§ YOUR TASK:
Retype the records word for word. Skip every image.

§ DATA UNDER STUDY:
☆ ☆ ☆ ☆
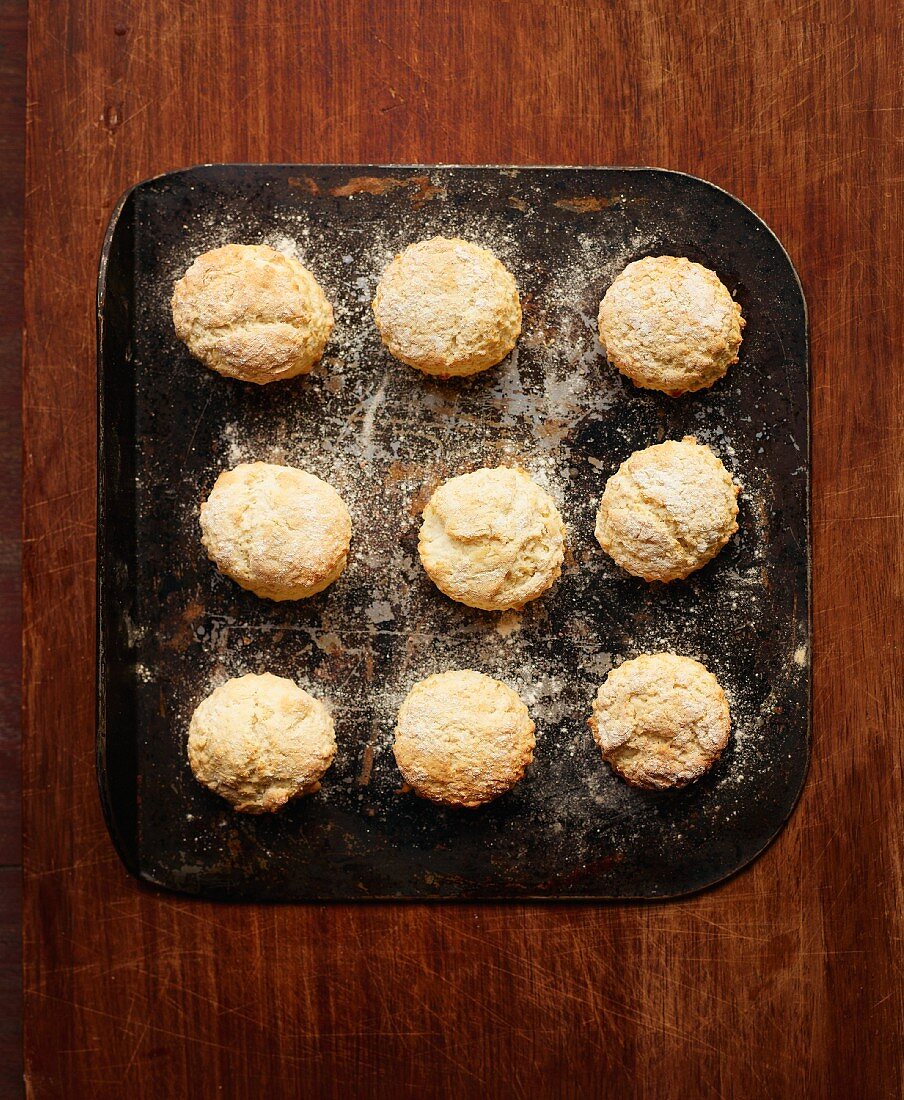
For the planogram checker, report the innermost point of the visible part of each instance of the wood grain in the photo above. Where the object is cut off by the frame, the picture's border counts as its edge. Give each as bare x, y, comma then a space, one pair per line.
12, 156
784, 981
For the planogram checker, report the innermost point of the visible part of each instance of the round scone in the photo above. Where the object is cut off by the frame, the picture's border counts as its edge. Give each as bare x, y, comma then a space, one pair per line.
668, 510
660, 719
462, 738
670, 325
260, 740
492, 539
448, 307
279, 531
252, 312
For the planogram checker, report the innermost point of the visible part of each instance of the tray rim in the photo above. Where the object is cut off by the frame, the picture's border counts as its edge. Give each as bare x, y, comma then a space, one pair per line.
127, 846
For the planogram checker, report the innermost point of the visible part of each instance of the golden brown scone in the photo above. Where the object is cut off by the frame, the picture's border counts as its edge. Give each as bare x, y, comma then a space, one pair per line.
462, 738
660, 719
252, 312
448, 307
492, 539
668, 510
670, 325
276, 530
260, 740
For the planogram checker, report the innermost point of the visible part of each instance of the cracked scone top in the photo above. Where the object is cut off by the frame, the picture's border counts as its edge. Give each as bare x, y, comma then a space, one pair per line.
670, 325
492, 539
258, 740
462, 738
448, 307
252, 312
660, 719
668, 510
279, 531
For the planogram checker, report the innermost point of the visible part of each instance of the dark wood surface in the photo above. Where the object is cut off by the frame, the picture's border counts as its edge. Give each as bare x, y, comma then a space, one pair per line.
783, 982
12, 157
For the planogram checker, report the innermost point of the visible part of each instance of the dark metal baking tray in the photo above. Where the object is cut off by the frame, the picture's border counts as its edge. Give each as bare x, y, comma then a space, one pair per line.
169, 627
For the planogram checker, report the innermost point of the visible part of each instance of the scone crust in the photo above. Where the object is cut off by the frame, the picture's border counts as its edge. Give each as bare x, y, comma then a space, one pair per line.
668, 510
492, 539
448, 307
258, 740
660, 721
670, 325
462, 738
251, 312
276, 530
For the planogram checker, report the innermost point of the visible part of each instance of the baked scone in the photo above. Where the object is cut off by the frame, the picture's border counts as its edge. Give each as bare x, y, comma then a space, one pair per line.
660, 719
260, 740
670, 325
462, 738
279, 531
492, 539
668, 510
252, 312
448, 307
☆ ☆ ☆ ☆
§ WRITTEN RESPONSE:
For the planogram checker, report the innermost point of the visible part of each instance of the wood grain in the photo above. Where the object is cut off by the frame, the picture's border counts as its edge. Give each as bare x, y, comma then a space, one pair per line.
12, 156
784, 981
For the planogram checker, report the innermost point of the visible part of each instance of the round scone in the photo above. Where the object is cut off by the frame, the picture's border counts as its edge. Give each as bare x, y, comma then a space, one pair per line.
668, 510
660, 719
462, 738
670, 325
260, 740
492, 539
448, 307
279, 531
252, 312
For the planogram checker, report the innermost point of the visible part of each instance of the tray rim in the photo above. Where the object is cut off by the frame, the picture's border counts as its edge. Give each as bare x, y, comma then a space, one pair per line.
127, 846
For the planogram checker, report the innermost point of the visible part of each instance of the golden brown scone in the photo above. Where the object is cut off by the frame, the picture's border counts as its edge. Give each as bare x, y, comma then a space, one pair per line.
462, 738
660, 719
252, 312
448, 307
492, 539
668, 510
670, 325
276, 530
260, 740
For the planogram checker, report the innermost point of the visible part of each instance of the cracked scone top in the photo above. Where the object is cut off by the frame, the picture's border counts as its edge. Give each as bare x, y, comma then a space, one pair per line.
670, 325
492, 539
258, 740
462, 738
448, 307
252, 312
660, 719
668, 510
279, 531
For the planogram checker, report the innermost point of the visible part of each instance of the dark wood surface in the photo above. Where the object is cut off by the frame, the picture's border counts as its edge. Give each as bare x, y, comma then a space, one pair per line.
783, 982
12, 157
For the planogram checker, report the innermost point of the visible part of each instance of the dark metal baking tray in the photo above. Where the object is cut off by the frame, the picture's border counts as its edge. Give each as bare x, y, comma then a space, one pair per line.
169, 627
For the planogram checker, report the innermost point of the visible part of each instance of the scone crust in the photo above. Where the object is cut off by the frame, the picture's border counts as its edge. Give each as bare x, y, comma then a space, one pair per line.
668, 510
492, 539
448, 307
258, 740
660, 721
670, 325
462, 738
251, 312
276, 530
For the planogram checker, report the innermost point of the visible part of each instance of the baked scone in the photo above. Where the object is cut off by the frame, the picture's border counts as its edge. Give each as bare x, y, comma then a space, one pair per line.
660, 719
260, 740
670, 325
462, 738
279, 531
492, 539
668, 510
252, 312
448, 307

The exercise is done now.